Geciteerde passage:

• • • • • • •

Enkel oud-topman Mariani durfde nog beweren dat het “misschien nog wel goed kon komen”, maar dat kwam waarschijnlijk eerder omdat hij zijn laatste kansen op een gouden parachute niet wou verliezen… Eén zaak is zeker: de Dexia restbank is fundamenteel verlieslatend, alleen weten we niet hoe erg.
Naar een gecontroleerde ontmanteling…
De Belgische regering heeft voor de restbank Dexia een “gecontroleerde ontmanteling” voor ogen: de bedoeling zou zijn om het fictieve bedrijf zo lang mogelijk te laten voortbestaan, de winstgevende delen van de bank te verkopen, en met de opbrengst de verlieslatende delen op te vangen. De hoop is dat de rekening op het einde van het verhaal niet negatief zou uitkomen.
Op de parlementaire zitting eind april werd over dit scenario gesproken en kwam er een waarschuwing van Luc Coene. Hij vreest dat de “restbank” veel te positieve toekomstperspectieven heeft, en dat de kostprijs voor de ontmanteling een pak duurder zou kunnen zijn dan wat de regering hoopt.
De voorzitter van de Nationale Bank is duidelijk waar dit extra geld vandaan moet komen: “de belastingbetaler.” Lees: nieuwe besparingen en belastingsverhogingen voor de werkende bevolking. Zelfs in het meest positieve scenario komt er dus een nieuwe factuur aan voor de Dexiacrisis, opnieuw mogen wij opdraaien voor de verliezen van de speculanten!

• • • • • • •

Rijen uit een dataset:

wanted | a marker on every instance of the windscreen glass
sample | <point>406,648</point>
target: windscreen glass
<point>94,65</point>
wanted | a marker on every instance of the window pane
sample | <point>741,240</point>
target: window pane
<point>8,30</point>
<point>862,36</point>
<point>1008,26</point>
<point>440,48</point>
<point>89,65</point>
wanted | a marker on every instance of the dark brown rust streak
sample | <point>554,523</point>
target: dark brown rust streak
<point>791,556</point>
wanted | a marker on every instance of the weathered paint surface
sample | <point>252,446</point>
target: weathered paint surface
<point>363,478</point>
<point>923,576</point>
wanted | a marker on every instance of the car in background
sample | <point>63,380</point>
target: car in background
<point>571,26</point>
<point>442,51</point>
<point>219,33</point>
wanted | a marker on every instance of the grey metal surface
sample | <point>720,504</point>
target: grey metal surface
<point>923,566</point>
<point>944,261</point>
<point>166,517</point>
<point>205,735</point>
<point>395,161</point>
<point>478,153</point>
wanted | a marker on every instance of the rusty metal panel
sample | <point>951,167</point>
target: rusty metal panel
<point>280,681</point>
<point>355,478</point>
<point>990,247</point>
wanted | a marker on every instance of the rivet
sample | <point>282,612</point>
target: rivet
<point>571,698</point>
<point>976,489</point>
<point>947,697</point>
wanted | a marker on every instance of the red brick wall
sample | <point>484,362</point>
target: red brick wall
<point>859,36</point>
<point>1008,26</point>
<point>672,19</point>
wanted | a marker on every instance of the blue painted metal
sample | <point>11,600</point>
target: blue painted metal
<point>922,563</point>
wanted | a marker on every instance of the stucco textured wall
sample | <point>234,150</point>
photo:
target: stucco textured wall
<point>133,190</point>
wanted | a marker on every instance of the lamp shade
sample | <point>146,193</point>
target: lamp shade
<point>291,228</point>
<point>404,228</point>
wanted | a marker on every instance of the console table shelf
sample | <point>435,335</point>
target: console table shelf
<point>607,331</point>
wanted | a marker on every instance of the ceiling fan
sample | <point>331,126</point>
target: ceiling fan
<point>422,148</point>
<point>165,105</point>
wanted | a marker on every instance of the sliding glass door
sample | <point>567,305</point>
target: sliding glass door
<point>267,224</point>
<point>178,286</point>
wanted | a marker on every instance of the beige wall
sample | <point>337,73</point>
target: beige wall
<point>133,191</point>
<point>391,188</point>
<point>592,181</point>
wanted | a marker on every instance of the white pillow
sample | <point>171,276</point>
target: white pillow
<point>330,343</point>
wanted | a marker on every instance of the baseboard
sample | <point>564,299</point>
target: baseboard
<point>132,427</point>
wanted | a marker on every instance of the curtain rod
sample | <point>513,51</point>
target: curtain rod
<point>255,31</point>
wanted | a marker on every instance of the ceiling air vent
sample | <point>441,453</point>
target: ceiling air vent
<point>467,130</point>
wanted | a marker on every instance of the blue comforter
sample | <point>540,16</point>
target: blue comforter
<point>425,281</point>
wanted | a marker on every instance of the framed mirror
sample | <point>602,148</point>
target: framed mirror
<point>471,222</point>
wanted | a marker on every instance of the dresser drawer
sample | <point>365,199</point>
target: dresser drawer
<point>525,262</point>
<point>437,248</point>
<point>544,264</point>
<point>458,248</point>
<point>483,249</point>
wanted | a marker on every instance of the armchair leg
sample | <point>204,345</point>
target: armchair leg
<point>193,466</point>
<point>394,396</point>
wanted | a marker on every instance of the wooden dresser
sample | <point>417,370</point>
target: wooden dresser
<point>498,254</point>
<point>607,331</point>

• • • • • • •

Gegeven opdracht 1: Waar moet het extra geld volgens de voorzitter van de Nationale Bank vandaan komen, volgens de passage over de Dexia-restbank?
Gegeven opdracht 2: Pak de passage over de Dexia-restbank op na de laatste zin en schrijf haar verder.

Resultaat opdracht 1: Van de belastingbetaler.

Resultaat opdracht 2:
Vandaag reeds zoeken de Belgische gemeenten wanhopig naar manieren om de verliezen die zij leden door Dexia te verhalen op hun inwoners door verborgen taksen op energie of overlastboetes. Na de gemeenteraadsverkiezingen van oktober kunnen we ons echter aan de volledige factuur verwachten.
… of een ongecontroleerde crash?
De speculaties over Dexia die de voorbije weken in de pers werden gemaakt, gaan vooral over het feit of het officiële perspectief voor de Dexia restbank niet veel te optimistisch is. Er zijn heel wat elementen die daarop wijzen: de verliezen die reeds werden aangekondigd, gaan onder meer over investeringen in Griekenland, Spanje, Italië en Portugal. Er is heel wat discussie over de grootte van deze verliezen: zo heeft de bedrijfsrevisor van Dexia, Deloitte, voorgerekend dat de verliezen voor 2011 niet op 11,6 miljard moeten worden geschat, zoals Dexia beweert, maar wel op 16,4 miljard euro.
Dit zou betekenen dat het eigen vermogen van Dexia, de waarde van de onderneming min de schulden, negatief zou uitkomen. Een oplossing zou kunnen zijn dat de aandeelhouders extra geld zouden inbrengen in de onderneming. Buiten de Belgische staat is niemand daar vandaag toe bereid: elke investering is immers bij voorbaat verloren.
Als de Belgische staat met extra geld over de brug komt, wordt ze meerderheidsaandeelhouder van de restbank, en moeten alle schulden bij de officiële staatsschuld worden opgeteld: meer dan 400 miljard euro extra schulden, of meer dan het BBP van België! Dat betekent meer dan een verdubbeling van de staatsschuld.
Bovendien houdt dit scenario enkel rekening met de situatie zoals ze vandaag is voor Dexia: wat als morgen de Griekse regering haar schulden helemaal niet meer terugbetaalt, of als Spanje, Ierland of Portugal hun schulden niet meer kunnen betalen? Wat als Dexia geen toegang meer krijgt tot ECB-fondsen? De Belgische regering hoopt dat ook Spanje, Duitsland en Italië mee garant willen staan voor de Dexia-dochters daar, maar hoe groot is die hoop?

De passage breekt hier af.